[Saved entries]

****

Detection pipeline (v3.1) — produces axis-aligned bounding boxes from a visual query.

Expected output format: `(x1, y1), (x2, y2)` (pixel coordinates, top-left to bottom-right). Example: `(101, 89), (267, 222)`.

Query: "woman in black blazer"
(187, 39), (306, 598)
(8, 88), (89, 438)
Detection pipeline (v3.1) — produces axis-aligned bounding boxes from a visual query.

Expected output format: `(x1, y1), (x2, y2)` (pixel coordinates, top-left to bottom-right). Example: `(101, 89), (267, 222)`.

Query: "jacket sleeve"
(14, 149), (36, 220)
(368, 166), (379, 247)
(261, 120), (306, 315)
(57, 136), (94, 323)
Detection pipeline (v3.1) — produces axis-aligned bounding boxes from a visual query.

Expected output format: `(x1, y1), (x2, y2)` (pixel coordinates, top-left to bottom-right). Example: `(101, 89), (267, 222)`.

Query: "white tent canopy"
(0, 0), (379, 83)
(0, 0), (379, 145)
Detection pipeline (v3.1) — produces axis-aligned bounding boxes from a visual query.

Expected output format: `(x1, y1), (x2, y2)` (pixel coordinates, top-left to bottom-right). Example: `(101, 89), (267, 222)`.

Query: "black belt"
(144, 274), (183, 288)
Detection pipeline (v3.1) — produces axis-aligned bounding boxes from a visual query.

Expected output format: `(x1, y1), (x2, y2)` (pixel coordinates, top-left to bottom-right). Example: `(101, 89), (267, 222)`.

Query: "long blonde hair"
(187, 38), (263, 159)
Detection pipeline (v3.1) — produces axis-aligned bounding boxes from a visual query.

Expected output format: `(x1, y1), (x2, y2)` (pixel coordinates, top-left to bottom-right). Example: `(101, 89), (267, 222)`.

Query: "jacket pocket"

****

GIVEN PROBLEM
Pull every line of the records above into your reply, unchanged and in the same order.

FINAL ANSWER
Detection pipeline (v3.1) — produces axis-aligned bounding boxes from a visual query.

Expected output format: `(x1, y1), (x2, y2)` (pixel coordinates, top-left to bottom-right). Example: `(101, 89), (267, 222)`.

Query: "woman in black blazer"
(187, 39), (306, 598)
(8, 88), (89, 438)
Detection pipeline (v3.1) — produces axis-aligned bounding boxes from a visual query.

Expected output format: `(x1, y1), (x2, y2)` (pixel coordinates, top-left to bottom-right). Example: `(101, 89), (267, 222)`.

Query: "jacket sleeve"
(14, 149), (36, 220)
(368, 166), (379, 247)
(261, 120), (306, 315)
(57, 136), (94, 323)
Detection pipeline (v3.1) — produces axis-aligned bounding boxes from a visual query.

Expected output format: `(x1, y1), (x2, y2)` (pixel coordinates, top-left to bottom-right). Example: `(101, 89), (267, 222)`.

Query: "white tent canopy"
(0, 0), (379, 83)
(0, 0), (379, 145)
Detection pipeline (v3.1) — produces axis-aligned bounding boxes from a visual query.

Expected output format: `(x1, y1), (x2, y2)` (pixel coordinates, top-left to bottom-right). Example: `(101, 89), (267, 222)`.

Query: "black belt"
(144, 274), (183, 288)
Detection pipeline (v3.1) — produces axis-aligned bounding boxes from a visual query.

Expected output format: `(x1, y1), (x2, y2)` (pixel coordinates, top-left to bottom-right). Example: `(101, 89), (267, 222)`.

Query: "long blonde hair"
(187, 38), (263, 159)
Detection pipeline (v3.1) — produces axis-aligned bounding boxes from a visual query.

Expected output format: `(x1, y1), (x2, y2)` (pixel coordinates, top-left to bottom-right). Example: `(101, 89), (267, 222)`.

Query: "jacket pocket"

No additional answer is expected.